TASK OBJECTIVE: Only the pictures are left out: repeat the rest of the entries exactly.

+ + + +

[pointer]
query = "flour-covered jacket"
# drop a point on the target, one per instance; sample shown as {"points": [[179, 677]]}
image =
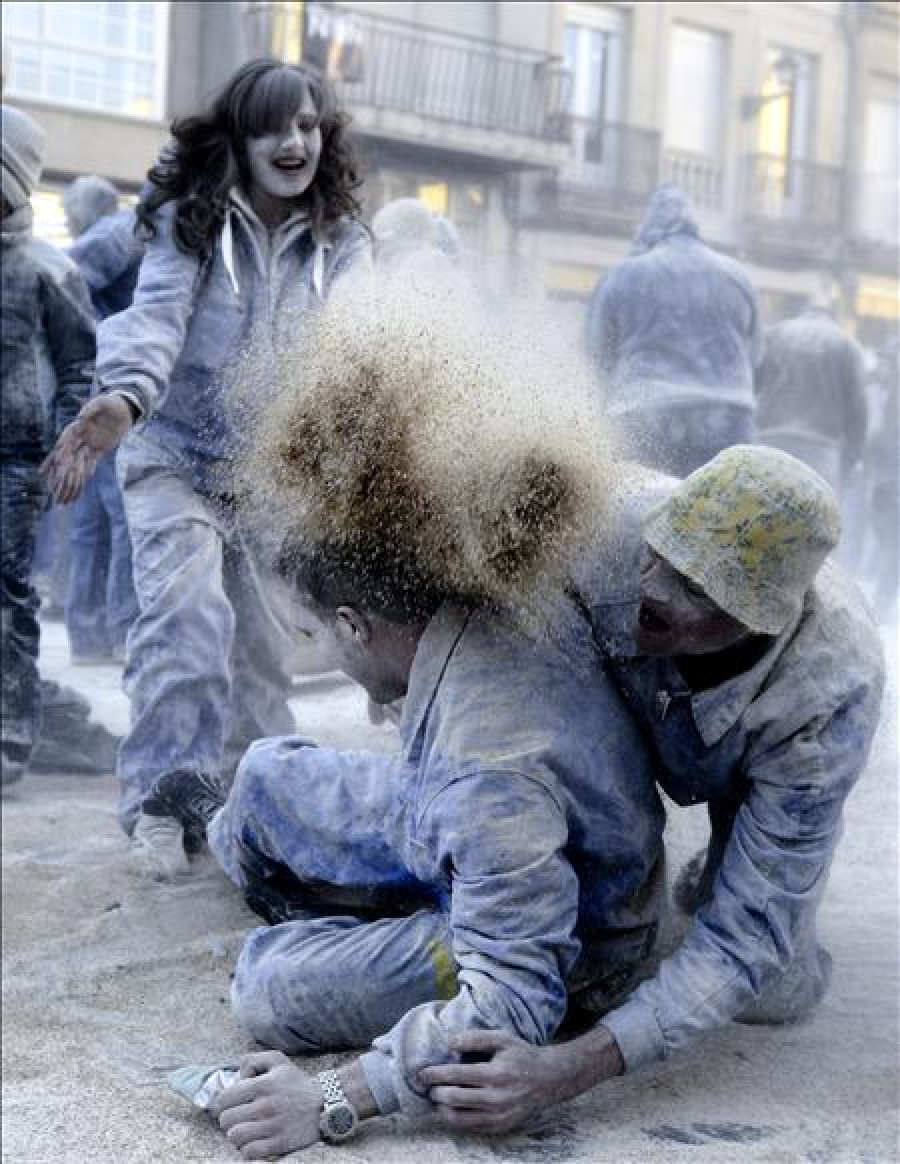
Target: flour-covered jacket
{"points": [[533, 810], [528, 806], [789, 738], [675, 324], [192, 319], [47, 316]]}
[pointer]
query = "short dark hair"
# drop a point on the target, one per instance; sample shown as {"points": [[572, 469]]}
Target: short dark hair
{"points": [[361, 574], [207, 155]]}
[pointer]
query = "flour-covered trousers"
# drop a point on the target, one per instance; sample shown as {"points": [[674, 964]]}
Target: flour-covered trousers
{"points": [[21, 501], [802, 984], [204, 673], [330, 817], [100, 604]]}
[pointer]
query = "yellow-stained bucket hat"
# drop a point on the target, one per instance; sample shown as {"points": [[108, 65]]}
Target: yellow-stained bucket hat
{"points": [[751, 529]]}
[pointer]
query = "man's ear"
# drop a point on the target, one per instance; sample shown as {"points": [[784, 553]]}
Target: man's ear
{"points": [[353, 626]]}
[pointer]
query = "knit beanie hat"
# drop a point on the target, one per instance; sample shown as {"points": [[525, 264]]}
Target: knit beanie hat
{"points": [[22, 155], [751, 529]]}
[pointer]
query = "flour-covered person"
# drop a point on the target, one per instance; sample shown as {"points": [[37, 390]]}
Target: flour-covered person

+ + + +

THE ANSWER:
[pointer]
query = "flour-covered jacket"
# drop a point on the target, one per instance; sample shown as {"points": [[179, 677]]}
image =
Target: flour-covered jacket
{"points": [[533, 810], [528, 806], [789, 738], [675, 324], [192, 319], [47, 316]]}
[pointer]
query = "short dark hair"
# drop a point on the target, one per instance; sample shown as {"points": [[572, 469]]}
Target: short dark hair
{"points": [[361, 574], [207, 155]]}
[pointer]
query = "flour-covered trousers"
# drop a point on the target, one per instance; sample shown as {"points": [[674, 964]]}
Target: flour-covered trousers
{"points": [[21, 501], [802, 984], [204, 673], [330, 817], [100, 604]]}
[pointer]
query = "yellow-stained bucket hat"
# drop a point on the target, one per instance; sample shown as {"points": [[108, 65]]}
Target: yellow-stained bucket hat
{"points": [[751, 529]]}
[pointer]
query = "man's ear"
# drop a point on the target, one per instance; sample shown as {"points": [[784, 553]]}
Target: man's ear
{"points": [[353, 626]]}
[pointer]
query = "knit beanie hat"
# drop a point on the target, one per instance; sample shown as {"points": [[525, 264]]}
Target: knit beanie hat
{"points": [[22, 155], [751, 529]]}
[pointer]
query = "flour-covered person"
# drop a point on the target, one per instance; sample shown as {"points": [[37, 390]]}
Target: flour-covered person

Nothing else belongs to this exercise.